### Given exercise
Rewrite the lines of the listing starting at the line containing "Box the gray house in this photo." and ending at the line containing "[332,353,367,371]", keeping the text lines unchanged. Multiply each bounding-box coordinate by 0.8 and round it to a whole number, rounding halves up.

------ Extracted information

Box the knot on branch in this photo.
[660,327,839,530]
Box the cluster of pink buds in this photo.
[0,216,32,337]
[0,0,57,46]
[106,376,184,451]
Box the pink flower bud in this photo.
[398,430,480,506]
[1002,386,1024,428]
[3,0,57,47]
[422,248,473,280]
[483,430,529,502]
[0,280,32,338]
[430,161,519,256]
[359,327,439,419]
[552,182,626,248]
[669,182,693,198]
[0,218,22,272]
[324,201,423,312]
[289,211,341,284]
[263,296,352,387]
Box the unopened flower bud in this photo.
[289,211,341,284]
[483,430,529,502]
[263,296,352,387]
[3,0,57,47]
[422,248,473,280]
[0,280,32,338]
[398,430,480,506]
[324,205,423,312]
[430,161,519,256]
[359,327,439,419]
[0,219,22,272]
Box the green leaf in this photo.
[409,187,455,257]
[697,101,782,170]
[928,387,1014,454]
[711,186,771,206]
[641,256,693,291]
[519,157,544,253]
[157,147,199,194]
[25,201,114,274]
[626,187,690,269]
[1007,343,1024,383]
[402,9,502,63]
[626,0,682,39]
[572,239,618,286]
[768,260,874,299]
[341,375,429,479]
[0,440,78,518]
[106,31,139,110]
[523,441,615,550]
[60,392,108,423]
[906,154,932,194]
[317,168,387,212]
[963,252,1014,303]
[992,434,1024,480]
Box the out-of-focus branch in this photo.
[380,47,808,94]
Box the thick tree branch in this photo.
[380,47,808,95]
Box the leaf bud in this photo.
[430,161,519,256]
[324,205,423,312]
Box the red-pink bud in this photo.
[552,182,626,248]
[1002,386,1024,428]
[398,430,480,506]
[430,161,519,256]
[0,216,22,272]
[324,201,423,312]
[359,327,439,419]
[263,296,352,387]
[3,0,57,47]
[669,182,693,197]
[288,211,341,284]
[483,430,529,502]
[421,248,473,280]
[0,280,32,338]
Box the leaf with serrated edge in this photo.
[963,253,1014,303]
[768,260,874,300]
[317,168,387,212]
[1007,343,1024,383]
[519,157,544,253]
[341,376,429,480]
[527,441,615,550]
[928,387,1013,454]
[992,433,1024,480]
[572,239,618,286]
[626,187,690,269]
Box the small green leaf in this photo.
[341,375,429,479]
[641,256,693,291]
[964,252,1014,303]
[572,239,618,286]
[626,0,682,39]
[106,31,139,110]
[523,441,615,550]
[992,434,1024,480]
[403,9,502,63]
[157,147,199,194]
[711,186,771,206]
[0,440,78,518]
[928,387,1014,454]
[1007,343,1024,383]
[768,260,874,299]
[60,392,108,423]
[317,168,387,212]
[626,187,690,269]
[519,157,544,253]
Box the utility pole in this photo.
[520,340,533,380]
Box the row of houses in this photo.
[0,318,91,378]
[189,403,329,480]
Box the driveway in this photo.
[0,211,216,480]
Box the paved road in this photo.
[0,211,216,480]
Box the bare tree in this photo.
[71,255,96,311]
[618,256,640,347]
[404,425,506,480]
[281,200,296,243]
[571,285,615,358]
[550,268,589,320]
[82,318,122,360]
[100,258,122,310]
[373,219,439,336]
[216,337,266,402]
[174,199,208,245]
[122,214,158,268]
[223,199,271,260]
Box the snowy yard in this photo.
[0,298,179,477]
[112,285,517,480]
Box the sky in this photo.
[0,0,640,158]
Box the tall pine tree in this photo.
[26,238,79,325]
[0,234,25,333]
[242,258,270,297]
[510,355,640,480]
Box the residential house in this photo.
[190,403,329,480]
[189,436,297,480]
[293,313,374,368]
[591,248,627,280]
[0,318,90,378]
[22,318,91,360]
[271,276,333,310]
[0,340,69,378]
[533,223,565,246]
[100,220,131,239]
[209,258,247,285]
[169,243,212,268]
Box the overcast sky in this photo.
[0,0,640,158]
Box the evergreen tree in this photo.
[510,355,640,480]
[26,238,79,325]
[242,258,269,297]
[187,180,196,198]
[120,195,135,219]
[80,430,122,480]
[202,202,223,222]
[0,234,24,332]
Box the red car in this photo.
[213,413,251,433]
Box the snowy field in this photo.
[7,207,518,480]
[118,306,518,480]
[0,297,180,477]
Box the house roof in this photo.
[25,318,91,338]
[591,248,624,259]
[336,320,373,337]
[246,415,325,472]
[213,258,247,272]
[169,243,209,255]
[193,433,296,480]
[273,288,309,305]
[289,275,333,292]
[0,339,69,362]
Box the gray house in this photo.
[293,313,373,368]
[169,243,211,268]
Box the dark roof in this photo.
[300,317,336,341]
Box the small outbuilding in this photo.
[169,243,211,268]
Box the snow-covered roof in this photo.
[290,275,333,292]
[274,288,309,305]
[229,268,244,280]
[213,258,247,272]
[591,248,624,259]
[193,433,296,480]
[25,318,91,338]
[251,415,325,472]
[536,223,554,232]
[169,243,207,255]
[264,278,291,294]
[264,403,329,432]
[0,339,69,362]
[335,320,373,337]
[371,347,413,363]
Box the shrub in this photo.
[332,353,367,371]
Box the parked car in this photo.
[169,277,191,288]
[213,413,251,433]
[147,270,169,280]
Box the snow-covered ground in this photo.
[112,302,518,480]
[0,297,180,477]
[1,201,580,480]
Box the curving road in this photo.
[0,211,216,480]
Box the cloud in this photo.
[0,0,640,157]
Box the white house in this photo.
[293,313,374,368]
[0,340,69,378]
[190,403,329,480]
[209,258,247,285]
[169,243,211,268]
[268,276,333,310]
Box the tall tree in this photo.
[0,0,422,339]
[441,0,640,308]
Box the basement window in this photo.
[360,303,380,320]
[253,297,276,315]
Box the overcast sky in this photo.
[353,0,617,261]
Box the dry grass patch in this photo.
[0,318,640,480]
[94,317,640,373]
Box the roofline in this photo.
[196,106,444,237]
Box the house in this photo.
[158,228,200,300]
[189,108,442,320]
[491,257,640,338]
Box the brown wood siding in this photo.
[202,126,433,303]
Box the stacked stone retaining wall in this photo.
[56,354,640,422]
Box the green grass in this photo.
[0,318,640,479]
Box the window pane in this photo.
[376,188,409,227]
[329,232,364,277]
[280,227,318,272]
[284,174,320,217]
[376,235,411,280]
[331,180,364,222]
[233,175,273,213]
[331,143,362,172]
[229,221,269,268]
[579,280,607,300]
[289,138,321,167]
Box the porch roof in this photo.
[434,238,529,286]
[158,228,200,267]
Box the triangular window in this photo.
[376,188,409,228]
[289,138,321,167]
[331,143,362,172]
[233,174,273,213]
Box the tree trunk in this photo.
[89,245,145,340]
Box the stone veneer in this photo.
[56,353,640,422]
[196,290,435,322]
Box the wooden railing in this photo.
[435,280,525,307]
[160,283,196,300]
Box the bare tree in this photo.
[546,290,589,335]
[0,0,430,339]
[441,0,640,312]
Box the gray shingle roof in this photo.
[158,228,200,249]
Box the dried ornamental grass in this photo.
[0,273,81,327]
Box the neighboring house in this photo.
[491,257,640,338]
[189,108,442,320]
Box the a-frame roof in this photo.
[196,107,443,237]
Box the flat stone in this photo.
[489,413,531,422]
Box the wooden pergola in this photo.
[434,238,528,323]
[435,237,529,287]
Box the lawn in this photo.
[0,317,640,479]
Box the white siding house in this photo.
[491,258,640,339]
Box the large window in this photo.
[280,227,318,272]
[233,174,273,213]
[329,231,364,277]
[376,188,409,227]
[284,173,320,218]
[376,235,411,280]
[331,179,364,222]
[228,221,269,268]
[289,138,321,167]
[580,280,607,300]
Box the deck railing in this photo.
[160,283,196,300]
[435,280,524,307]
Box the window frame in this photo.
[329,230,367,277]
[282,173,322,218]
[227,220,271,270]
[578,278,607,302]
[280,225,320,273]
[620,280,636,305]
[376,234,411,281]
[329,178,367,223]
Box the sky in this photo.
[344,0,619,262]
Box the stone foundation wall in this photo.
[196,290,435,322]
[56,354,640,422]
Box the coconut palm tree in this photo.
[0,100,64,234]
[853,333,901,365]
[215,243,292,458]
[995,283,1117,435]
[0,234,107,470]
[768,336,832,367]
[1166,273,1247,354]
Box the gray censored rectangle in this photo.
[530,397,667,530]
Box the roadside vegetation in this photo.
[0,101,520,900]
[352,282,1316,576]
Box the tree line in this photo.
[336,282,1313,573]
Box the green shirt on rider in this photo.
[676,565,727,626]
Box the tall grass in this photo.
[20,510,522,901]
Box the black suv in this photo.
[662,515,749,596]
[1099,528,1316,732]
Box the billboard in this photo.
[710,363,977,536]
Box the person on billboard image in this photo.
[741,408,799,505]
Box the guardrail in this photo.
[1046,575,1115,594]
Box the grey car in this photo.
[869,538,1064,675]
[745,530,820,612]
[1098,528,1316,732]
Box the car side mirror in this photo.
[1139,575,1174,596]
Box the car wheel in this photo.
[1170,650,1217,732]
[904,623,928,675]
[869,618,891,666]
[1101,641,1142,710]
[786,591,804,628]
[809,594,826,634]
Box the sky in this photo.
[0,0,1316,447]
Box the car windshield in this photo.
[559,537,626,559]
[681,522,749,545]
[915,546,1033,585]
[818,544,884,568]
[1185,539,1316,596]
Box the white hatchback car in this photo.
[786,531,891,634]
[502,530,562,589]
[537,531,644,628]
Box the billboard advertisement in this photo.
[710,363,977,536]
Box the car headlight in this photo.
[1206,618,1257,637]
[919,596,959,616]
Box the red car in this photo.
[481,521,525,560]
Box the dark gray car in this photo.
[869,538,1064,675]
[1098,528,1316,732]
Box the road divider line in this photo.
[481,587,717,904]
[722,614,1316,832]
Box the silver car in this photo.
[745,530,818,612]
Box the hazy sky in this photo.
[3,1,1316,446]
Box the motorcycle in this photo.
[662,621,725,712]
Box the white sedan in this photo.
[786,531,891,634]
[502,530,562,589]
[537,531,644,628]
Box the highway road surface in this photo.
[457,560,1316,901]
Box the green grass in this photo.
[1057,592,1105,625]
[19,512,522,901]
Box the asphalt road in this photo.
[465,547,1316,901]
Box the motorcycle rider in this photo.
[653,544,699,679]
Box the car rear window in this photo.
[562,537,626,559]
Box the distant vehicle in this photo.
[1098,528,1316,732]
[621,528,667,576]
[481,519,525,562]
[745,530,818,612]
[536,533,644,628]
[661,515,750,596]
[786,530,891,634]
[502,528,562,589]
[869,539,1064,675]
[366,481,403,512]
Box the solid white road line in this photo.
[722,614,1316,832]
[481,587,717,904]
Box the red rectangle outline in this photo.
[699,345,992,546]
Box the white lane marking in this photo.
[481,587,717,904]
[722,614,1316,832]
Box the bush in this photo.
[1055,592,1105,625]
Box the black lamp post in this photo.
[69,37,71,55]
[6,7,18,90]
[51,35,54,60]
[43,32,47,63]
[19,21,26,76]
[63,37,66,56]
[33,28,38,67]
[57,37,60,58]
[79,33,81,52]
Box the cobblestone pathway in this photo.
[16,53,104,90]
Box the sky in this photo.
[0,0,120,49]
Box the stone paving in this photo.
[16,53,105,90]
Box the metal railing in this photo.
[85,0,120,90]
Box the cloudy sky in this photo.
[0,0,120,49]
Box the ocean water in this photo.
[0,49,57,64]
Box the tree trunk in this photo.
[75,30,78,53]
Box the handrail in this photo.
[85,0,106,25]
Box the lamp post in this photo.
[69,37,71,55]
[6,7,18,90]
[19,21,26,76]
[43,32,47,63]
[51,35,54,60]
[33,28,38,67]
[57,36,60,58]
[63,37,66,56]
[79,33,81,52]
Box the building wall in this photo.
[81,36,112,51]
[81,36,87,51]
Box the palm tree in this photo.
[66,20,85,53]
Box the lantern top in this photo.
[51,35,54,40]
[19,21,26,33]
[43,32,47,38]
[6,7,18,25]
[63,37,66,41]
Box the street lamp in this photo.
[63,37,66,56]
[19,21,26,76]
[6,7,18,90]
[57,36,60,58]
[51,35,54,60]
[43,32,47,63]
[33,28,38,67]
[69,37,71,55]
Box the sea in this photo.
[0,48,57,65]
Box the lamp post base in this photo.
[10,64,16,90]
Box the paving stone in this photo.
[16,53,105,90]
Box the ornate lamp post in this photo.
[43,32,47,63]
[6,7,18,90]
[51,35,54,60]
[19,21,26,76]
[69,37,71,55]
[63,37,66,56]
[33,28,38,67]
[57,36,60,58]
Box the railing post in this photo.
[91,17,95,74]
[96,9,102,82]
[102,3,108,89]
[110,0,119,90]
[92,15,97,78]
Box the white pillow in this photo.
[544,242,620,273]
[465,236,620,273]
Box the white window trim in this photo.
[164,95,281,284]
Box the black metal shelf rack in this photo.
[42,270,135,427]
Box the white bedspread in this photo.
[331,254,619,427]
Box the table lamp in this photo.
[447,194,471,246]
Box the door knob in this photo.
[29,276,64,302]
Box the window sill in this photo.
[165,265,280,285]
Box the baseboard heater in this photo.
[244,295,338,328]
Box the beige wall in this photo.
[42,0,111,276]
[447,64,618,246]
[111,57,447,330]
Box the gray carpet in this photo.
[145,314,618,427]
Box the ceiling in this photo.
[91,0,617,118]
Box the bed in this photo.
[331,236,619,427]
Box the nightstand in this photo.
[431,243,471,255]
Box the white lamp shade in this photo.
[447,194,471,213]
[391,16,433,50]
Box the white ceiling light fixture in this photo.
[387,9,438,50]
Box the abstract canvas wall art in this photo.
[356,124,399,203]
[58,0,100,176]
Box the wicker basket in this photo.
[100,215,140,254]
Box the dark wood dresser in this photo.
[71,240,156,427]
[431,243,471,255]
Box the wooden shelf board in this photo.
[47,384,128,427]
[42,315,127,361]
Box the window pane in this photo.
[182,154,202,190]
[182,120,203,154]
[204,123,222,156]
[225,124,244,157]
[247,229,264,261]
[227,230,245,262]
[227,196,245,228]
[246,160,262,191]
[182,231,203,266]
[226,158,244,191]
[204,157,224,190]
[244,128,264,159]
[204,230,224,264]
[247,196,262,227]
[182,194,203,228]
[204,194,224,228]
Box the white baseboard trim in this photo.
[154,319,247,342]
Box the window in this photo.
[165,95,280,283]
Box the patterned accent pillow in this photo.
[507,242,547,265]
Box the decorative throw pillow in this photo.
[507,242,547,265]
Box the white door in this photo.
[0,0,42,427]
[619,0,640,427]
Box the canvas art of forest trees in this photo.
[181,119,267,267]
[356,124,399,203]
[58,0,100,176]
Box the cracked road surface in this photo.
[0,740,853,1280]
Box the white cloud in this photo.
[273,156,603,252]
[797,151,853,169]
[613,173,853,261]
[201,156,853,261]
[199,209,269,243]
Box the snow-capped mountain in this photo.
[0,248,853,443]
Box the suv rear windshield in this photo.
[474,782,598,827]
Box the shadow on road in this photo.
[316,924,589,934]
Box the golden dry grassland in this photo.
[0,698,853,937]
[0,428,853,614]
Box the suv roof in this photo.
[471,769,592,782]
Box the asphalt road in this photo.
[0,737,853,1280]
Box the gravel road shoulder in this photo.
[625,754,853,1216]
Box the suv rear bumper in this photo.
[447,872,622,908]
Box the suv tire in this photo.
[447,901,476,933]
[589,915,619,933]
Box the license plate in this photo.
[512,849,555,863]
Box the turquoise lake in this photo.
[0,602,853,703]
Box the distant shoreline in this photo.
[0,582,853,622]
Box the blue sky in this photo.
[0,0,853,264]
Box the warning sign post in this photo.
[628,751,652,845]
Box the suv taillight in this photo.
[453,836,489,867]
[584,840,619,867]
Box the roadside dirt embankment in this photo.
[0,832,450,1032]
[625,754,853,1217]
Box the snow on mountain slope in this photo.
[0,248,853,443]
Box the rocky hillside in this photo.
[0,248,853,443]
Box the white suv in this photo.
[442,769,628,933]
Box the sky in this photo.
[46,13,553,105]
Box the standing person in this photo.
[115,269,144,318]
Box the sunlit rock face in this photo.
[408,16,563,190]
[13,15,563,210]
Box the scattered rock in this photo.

------------

### Answer to the exercise
Box the gray house in this photo.
[234,250,298,294]
[135,194,169,214]
Box the dark roof in this photo.
[240,254,269,273]
Box the small outbuilding in this photo.
[135,194,169,214]
Box the snow-covered roof in this photo.
[232,220,266,234]
[219,230,247,244]
[183,214,195,224]
[170,206,198,218]
[473,198,499,207]
[154,346,237,384]
[20,254,73,270]
[201,332,260,378]
[429,178,443,186]
[135,194,166,204]
[211,222,233,235]
[211,322,263,346]
[0,271,55,290]
[268,256,298,270]
[297,278,330,290]
Box the shrub in this photo.
[266,282,294,297]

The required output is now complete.